AIM OF THE EXERCISE:
Note the line where "of the metal" appears in the data below; write it out exactly, along with every line that comes after it to the end.

───── SUPPLIED RECORDS

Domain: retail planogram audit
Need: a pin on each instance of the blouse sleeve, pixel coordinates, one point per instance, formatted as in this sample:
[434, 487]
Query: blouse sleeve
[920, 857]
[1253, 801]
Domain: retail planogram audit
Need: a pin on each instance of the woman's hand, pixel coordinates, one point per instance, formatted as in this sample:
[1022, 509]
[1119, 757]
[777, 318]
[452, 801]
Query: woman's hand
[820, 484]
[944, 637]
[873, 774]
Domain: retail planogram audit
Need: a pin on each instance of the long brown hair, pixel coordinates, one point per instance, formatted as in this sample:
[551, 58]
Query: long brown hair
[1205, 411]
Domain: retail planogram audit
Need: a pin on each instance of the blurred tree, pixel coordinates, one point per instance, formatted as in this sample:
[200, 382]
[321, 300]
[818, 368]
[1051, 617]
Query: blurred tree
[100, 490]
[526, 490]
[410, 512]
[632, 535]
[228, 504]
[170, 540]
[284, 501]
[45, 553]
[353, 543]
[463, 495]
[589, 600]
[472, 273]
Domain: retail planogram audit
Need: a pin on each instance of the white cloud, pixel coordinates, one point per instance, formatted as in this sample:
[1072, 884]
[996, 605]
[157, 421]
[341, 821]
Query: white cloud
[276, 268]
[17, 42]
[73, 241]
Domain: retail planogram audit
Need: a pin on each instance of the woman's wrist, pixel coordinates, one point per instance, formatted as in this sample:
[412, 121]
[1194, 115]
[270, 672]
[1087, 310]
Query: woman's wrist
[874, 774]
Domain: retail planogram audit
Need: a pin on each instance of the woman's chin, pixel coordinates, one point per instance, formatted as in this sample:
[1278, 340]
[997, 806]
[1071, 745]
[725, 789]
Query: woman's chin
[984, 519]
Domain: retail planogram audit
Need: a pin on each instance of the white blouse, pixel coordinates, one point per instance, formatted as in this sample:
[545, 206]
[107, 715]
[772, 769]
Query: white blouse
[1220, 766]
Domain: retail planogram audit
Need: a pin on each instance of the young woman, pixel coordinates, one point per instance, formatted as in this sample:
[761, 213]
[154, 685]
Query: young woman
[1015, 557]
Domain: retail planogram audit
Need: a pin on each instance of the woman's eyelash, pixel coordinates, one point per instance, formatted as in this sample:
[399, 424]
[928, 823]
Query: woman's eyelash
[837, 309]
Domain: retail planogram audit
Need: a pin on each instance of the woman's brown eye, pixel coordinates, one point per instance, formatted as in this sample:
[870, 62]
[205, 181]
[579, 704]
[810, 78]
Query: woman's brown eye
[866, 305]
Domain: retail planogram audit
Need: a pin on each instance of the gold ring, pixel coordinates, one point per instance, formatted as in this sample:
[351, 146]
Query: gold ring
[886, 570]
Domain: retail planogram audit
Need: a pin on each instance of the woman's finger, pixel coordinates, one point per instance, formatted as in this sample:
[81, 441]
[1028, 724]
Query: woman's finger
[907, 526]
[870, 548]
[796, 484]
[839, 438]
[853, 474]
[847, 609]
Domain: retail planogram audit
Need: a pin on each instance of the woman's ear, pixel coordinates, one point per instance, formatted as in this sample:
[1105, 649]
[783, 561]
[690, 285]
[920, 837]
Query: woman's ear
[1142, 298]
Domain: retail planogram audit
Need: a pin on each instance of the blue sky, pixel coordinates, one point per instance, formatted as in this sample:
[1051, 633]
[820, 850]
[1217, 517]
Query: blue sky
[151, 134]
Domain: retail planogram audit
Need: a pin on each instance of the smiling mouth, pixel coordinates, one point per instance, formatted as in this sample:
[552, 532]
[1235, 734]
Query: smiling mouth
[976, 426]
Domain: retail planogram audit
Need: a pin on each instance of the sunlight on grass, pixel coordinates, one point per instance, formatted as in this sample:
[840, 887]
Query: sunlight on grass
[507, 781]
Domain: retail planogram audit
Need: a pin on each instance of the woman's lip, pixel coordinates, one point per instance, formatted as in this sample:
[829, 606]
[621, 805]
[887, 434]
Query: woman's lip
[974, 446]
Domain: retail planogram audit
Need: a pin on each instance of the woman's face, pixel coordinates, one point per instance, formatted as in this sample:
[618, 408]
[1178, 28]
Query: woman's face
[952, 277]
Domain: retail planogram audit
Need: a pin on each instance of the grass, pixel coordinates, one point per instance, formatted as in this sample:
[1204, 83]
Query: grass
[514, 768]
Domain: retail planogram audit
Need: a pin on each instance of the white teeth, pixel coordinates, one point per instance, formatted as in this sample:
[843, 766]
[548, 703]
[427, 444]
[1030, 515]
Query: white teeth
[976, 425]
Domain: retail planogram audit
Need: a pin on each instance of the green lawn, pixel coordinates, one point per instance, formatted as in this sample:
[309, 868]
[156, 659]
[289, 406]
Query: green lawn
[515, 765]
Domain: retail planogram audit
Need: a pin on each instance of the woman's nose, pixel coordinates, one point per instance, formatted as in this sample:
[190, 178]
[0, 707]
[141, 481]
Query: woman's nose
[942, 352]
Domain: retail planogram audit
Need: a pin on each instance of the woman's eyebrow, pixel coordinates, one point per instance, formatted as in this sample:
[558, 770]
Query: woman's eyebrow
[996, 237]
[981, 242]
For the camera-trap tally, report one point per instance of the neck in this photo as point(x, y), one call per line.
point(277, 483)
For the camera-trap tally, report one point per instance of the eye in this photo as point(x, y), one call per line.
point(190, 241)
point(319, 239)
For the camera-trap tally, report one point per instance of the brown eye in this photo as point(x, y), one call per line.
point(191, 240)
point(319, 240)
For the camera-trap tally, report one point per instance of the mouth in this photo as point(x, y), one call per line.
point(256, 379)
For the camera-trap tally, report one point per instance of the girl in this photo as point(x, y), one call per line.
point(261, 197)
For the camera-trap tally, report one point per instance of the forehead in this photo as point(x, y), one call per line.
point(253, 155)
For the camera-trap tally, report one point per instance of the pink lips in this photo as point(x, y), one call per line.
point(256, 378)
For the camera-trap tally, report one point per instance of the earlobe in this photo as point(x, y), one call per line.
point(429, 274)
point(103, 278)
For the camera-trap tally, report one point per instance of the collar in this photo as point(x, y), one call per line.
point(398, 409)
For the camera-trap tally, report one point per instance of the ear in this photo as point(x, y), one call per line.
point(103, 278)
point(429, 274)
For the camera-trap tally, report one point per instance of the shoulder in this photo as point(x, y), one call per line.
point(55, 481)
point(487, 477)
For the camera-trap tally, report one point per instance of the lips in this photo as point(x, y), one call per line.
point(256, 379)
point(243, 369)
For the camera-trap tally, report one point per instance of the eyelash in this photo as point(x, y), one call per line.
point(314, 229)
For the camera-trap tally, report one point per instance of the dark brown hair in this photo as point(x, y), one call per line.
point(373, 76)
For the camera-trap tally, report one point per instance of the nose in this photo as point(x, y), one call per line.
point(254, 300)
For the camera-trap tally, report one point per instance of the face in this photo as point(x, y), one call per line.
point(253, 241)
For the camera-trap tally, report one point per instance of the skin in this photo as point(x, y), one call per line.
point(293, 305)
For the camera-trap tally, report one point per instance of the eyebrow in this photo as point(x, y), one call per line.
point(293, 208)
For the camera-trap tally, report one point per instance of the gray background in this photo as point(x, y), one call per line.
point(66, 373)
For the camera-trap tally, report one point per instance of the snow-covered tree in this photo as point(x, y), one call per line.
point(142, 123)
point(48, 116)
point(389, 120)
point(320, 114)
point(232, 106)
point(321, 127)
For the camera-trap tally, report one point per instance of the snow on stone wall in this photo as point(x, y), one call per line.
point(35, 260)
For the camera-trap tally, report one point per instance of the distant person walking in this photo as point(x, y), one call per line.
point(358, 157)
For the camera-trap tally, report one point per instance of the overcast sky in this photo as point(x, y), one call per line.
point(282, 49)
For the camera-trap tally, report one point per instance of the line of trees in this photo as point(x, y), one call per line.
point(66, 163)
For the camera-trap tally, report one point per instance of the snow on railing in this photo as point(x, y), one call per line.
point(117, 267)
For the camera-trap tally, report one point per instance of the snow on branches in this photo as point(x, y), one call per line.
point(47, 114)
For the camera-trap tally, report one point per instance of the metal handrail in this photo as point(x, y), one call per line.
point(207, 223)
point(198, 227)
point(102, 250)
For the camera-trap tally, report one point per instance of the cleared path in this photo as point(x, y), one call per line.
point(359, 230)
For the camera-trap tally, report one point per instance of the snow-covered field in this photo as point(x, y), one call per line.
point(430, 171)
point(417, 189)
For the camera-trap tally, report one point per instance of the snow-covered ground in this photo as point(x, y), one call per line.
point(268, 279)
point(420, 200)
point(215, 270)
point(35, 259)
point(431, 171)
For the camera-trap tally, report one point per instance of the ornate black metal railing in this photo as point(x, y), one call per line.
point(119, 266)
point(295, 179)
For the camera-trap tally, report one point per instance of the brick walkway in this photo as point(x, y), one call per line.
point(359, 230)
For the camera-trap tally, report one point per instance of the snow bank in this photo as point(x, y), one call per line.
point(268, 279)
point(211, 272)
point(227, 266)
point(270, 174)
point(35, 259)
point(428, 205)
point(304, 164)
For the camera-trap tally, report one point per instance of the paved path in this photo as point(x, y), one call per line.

──────────

OUTPUT OF THE EXERCISE:
For the camera-trap tally, report one point per instance of the metal handrail in this photo as point(x, y), one call per line.
point(207, 223)
point(198, 227)
point(102, 250)
For the camera-trap tally, report one point per instance of the cleared path in this photo as point(x, y), one call per line.
point(359, 230)
For the camera-trap tally, report one point per instance of the snow-covered field in this photo as point(x, y), one call per line.
point(430, 171)
point(417, 189)
For the camera-trap tally, report one point per instance of the snow-covered ground in this photo as point(x, y), one call per line.
point(268, 279)
point(420, 200)
point(215, 270)
point(35, 259)
point(431, 171)
For the camera-trap tally, report one point per instance of the ornate black metal railing in this photo as point(x, y), one call per line.
point(119, 266)
point(295, 179)
For the camera-trap tally, report one point per instance of the brick walkway in this photo as point(x, y), one call per line.
point(359, 230)
For the camera-trap tally, report one point per instance of the snow bank in this photo as point(x, y), one call per line.
point(268, 279)
point(211, 272)
point(227, 266)
point(270, 174)
point(35, 259)
point(428, 205)
point(304, 164)
For the camera-trap tally, report one point per instance of the paved path in this photo as point(x, y), one call per line.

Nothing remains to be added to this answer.